■ **やること**:
本文では、「安定志向」の原因は何だと書かれていますか?

■ **本文**:
----------------------------------------

その前にTwitterで見つけた「草食化」に関する秀逸な分析をどうぞ。(Thx for your retweeting! > go)
[quote]
美人→「男の子?みんな積極的だよ」
普通→「男の子?ちょっと消極的かな」
ブス→「男の子?草食男ばかり!」

結論 草食系男子はいたって普通の男でした[/quote]
てことでもしかしたら「草食化」っつーのはただのバズワードに過ぎないのかもしれませんが、上司に問われたので一生懸命考えてみました。
ちなみにその元上司は新卒採用に携わっていたので、採用担当がどうすべきかについても論考を加えてみました。


「安定志向」は結果で、原因は「草食化」と思われます。
草食化の原因は、下記の3点と考えます。

1.欲求自体が減少し、
2.さらに欲求が実現できるとも思わず、
3.その上そんな自分を肯定できている。

それぞれの原因について下記に詳述します。

1.欲求の減少

1)肉体的欲求の減少~面倒な肉体的快楽よりも安直な快楽で満足できる
・リアルからバーチャル化(メンコ→WiFi通信ゲーム)
・飽食の時代(求めずとも得られる)
・情報過多(ビニ本からiPhoneでエロ動画)

----------------------------------------

■ **提供データ**:
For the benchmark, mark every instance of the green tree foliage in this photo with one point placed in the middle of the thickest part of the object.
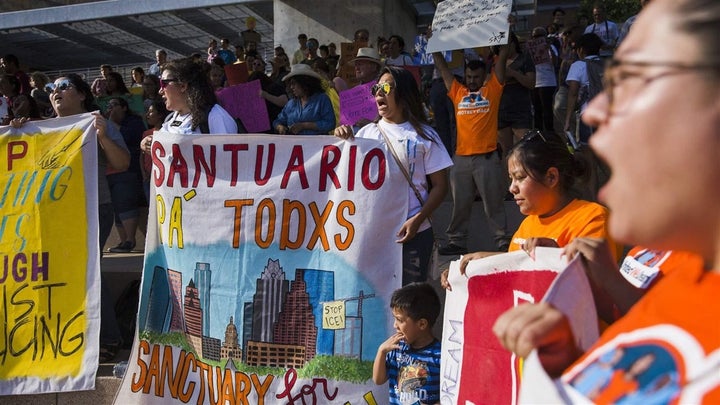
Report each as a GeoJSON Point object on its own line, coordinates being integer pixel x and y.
{"type": "Point", "coordinates": [616, 10]}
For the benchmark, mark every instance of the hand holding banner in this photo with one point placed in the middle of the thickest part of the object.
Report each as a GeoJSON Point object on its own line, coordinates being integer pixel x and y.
{"type": "Point", "coordinates": [357, 103]}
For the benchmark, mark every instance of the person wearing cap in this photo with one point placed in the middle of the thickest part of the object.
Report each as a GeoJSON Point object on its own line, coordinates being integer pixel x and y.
{"type": "Point", "coordinates": [367, 69]}
{"type": "Point", "coordinates": [367, 65]}
{"type": "Point", "coordinates": [311, 54]}
{"type": "Point", "coordinates": [309, 110]}
{"type": "Point", "coordinates": [299, 55]}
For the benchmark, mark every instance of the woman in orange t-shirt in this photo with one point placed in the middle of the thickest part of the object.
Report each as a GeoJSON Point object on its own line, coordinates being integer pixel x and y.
{"type": "Point", "coordinates": [663, 193]}
{"type": "Point", "coordinates": [544, 173]}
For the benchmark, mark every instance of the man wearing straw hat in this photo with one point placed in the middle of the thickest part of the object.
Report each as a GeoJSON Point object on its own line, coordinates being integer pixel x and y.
{"type": "Point", "coordinates": [309, 111]}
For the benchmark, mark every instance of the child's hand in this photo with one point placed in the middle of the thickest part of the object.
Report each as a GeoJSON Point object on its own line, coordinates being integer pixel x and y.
{"type": "Point", "coordinates": [391, 343]}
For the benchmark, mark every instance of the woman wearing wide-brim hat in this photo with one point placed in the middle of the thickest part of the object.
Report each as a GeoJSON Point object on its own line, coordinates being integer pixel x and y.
{"type": "Point", "coordinates": [309, 111]}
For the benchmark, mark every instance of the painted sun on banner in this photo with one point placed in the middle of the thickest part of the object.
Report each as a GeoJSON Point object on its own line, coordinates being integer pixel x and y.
{"type": "Point", "coordinates": [269, 265]}
{"type": "Point", "coordinates": [50, 256]}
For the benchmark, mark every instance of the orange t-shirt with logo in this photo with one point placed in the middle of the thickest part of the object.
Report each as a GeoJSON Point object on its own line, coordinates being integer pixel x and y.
{"type": "Point", "coordinates": [476, 115]}
{"type": "Point", "coordinates": [578, 218]}
{"type": "Point", "coordinates": [678, 322]}
{"type": "Point", "coordinates": [642, 267]}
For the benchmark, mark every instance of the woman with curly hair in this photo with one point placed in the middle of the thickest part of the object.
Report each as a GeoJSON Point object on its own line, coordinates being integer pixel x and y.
{"type": "Point", "coordinates": [185, 86]}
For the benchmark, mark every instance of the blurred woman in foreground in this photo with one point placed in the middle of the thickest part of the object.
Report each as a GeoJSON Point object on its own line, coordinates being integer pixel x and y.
{"type": "Point", "coordinates": [663, 194]}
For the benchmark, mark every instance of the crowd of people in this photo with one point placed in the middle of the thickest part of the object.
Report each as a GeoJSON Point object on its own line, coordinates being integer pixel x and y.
{"type": "Point", "coordinates": [515, 121]}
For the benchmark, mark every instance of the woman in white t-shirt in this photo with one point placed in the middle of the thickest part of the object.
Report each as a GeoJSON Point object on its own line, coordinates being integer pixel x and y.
{"type": "Point", "coordinates": [403, 121]}
{"type": "Point", "coordinates": [185, 86]}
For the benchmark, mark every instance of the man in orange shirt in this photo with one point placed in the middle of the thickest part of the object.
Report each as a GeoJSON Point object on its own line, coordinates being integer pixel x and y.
{"type": "Point", "coordinates": [477, 162]}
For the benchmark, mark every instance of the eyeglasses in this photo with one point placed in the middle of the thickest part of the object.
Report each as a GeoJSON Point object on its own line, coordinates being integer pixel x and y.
{"type": "Point", "coordinates": [620, 85]}
{"type": "Point", "coordinates": [383, 87]}
{"type": "Point", "coordinates": [165, 82]}
{"type": "Point", "coordinates": [60, 85]}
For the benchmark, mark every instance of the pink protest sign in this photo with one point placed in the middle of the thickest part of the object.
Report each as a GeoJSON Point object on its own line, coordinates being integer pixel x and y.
{"type": "Point", "coordinates": [357, 103]}
{"type": "Point", "coordinates": [243, 101]}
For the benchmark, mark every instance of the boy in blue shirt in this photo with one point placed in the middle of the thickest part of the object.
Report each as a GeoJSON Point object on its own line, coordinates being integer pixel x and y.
{"type": "Point", "coordinates": [409, 360]}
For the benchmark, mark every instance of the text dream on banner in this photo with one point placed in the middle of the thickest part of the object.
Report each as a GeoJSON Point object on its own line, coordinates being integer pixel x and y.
{"type": "Point", "coordinates": [269, 266]}
{"type": "Point", "coordinates": [51, 261]}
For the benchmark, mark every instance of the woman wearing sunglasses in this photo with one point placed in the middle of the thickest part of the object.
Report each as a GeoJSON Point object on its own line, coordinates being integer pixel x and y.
{"type": "Point", "coordinates": [71, 95]}
{"type": "Point", "coordinates": [544, 176]}
{"type": "Point", "coordinates": [309, 110]}
{"type": "Point", "coordinates": [663, 193]}
{"type": "Point", "coordinates": [185, 86]}
{"type": "Point", "coordinates": [402, 124]}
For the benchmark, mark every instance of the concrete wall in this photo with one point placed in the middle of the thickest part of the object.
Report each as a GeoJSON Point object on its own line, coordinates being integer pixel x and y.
{"type": "Point", "coordinates": [337, 21]}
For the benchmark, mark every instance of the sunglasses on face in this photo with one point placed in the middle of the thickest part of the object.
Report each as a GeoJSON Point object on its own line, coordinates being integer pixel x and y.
{"type": "Point", "coordinates": [384, 87]}
{"type": "Point", "coordinates": [60, 85]}
{"type": "Point", "coordinates": [166, 82]}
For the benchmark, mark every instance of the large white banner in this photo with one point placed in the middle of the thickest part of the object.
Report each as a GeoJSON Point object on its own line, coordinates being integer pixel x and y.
{"type": "Point", "coordinates": [269, 265]}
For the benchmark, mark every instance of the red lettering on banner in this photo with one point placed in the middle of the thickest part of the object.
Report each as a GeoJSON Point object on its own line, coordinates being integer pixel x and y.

----------------------------------------

■ **回答**:
「草食化」です。